== Selected extract ==
On the third day of your project, you will be using the analysis you performed and the insights you discovered the previous day to help frame your machine learning problem, select and engineer appropriate features, train your models, and evaluate performance.
- If you are planning on doing supervised machine learning, identify the target variable you would like to train a model to predict. Also determine whether you will be doing regression (target variable is continuous) or classification (target variable is discrete).
- Perform feature selection/engineering to arrive at the features you feel best represent the problem you are trying to solve. During this stage, you may need to normalize or scale your variables.
- Train a couple machine learning models on the data.
- Evaluate the performance of the models.
- Prepare a presentation of your findings and results.
Should you have a fourth day of final project work, you should spend the day refining your machine learning models and your presentation. If you have time, you may also go back and perform additional data exploration and analysis.
- Continue iterating on your machine learning models with the objective of optimizing their performance.
- Organize your machine learning steps into a pipeline that performs feature selection/engineering, model training, model evaluation, and model storage.
- Further refine your presentation based on additional findings and results.
A Final Project Template has been prepared for you to document and report your final project. You can use the structure in that template to prepare your report or presentation. But you are not limited to the Markdown file format in turning in your report as long as you follow the structure prescribed in the template.
The following deliverables should be pushed to your Github repo.
- A Jupyter Notebook (.ipynb) file containing all your Python code.
- A data folder containing your original data set and your clean data set in CSV format.
- Your final project report/presentation created from template.
- Presentation Time: 12 minutes
- Q & A: 3 minutes
- Total Time: 15 minutes
- DRESS TO IMPRESS: Smart casual would be great
- A presentation in slides.com
- A demo deployed on GitHub Pages
- The presentation and demo will be executed on a class computer (instead of your own)
===
== Source data ==
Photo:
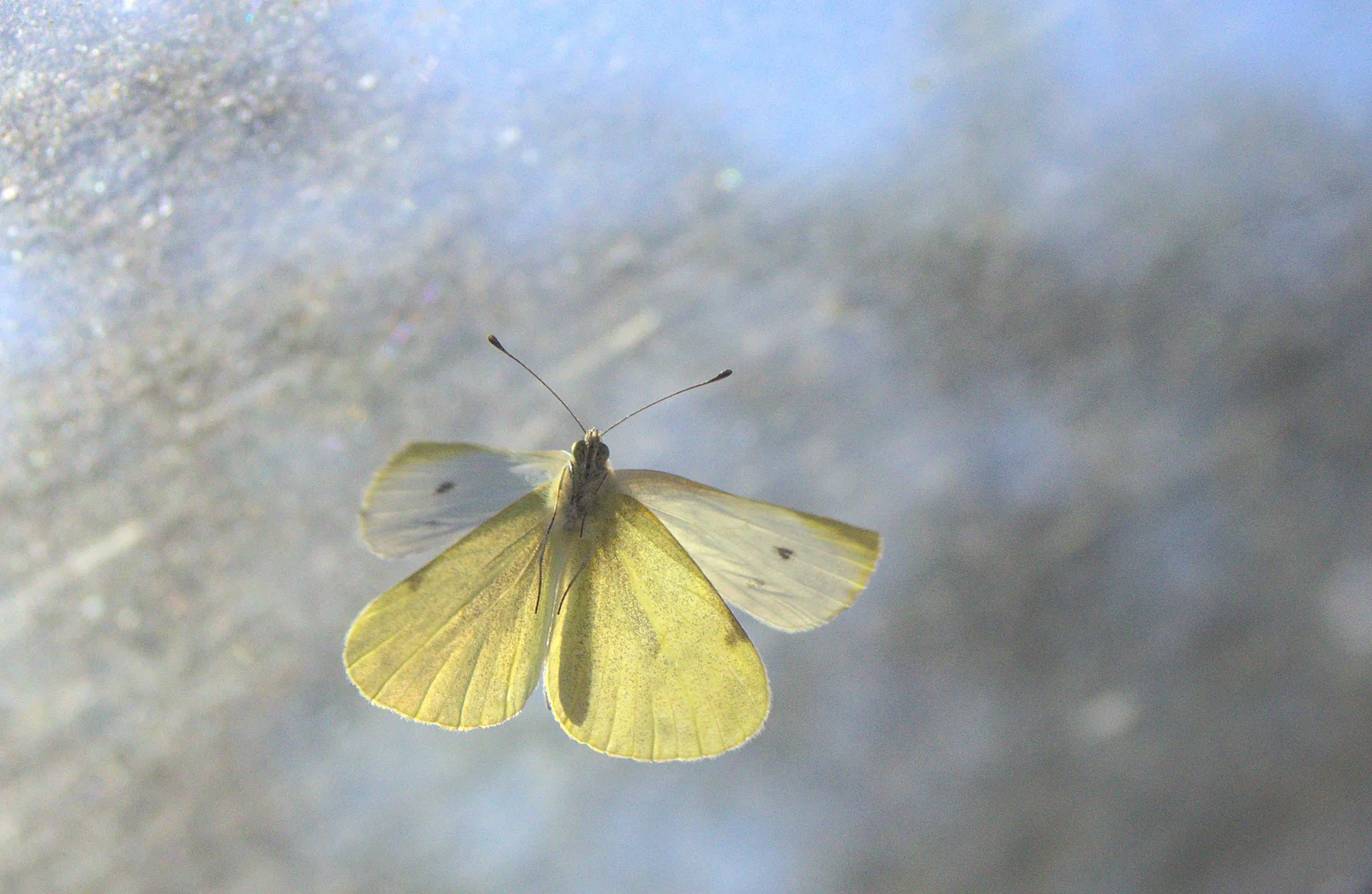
===
**Your goal**
Answer these questions using the final project guide:
(a) On a fourth day of project work, what should the machine learning steps be organized into, and what should it perform?
(b) In what format should the original and clean data sets be placed in the data folder?
(c) How much time is set for Q & A?
The data comes from a separate source unrelated to the text.

**Correct output**
(a) A pipeline that performs feature selection/engineering, model training, model evaluation, and model storage.
(b) CSV format.
(c) 3 minutes.